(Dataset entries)
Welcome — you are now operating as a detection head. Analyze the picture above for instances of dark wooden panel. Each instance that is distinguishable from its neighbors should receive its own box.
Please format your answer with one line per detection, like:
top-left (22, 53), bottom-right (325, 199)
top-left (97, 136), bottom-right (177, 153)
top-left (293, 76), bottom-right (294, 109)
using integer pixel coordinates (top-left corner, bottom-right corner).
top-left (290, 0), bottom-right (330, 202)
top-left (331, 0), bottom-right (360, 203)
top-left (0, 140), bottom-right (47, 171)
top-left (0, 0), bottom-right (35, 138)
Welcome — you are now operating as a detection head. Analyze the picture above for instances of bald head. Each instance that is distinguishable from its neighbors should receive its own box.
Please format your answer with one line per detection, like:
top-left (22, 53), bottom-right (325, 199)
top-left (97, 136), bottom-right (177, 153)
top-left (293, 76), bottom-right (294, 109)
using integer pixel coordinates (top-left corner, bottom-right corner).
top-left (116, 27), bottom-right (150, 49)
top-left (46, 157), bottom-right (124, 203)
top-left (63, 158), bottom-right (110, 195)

* * *

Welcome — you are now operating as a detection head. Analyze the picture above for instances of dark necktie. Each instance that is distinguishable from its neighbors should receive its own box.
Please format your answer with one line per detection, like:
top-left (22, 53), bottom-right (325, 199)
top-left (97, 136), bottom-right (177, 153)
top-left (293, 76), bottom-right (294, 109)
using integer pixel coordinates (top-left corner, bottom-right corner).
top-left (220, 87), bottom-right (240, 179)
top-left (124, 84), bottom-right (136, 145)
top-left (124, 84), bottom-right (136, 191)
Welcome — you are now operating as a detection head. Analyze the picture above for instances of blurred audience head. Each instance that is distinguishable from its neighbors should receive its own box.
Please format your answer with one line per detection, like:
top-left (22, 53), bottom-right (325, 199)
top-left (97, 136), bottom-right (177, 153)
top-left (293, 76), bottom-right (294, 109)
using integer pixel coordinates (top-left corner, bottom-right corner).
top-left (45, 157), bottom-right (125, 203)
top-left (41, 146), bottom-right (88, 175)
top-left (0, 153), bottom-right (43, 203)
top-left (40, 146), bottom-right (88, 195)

## STATED EXERCISE
Render the lines above, from the line containing "instances of bald" up to and including the line containing "top-left (63, 158), bottom-right (110, 195)", as a JSON list of strings with one string per line. Leave out any blank lines.

## FULL OUTPUT
[
  "Welcome — you are now operating as a detection head. Analyze the picture above for instances of bald head. Each instance that is distinguishable from its neighbors should receive its own box.",
  "Please format your answer with one line per detection, like:",
  "top-left (22, 53), bottom-right (325, 199)",
  "top-left (97, 136), bottom-right (177, 153)",
  "top-left (293, 76), bottom-right (294, 109)",
  "using integer pixel coordinates (top-left corner, bottom-right corner).",
  "top-left (116, 27), bottom-right (150, 49)",
  "top-left (46, 157), bottom-right (124, 203)",
  "top-left (63, 158), bottom-right (110, 195)"
]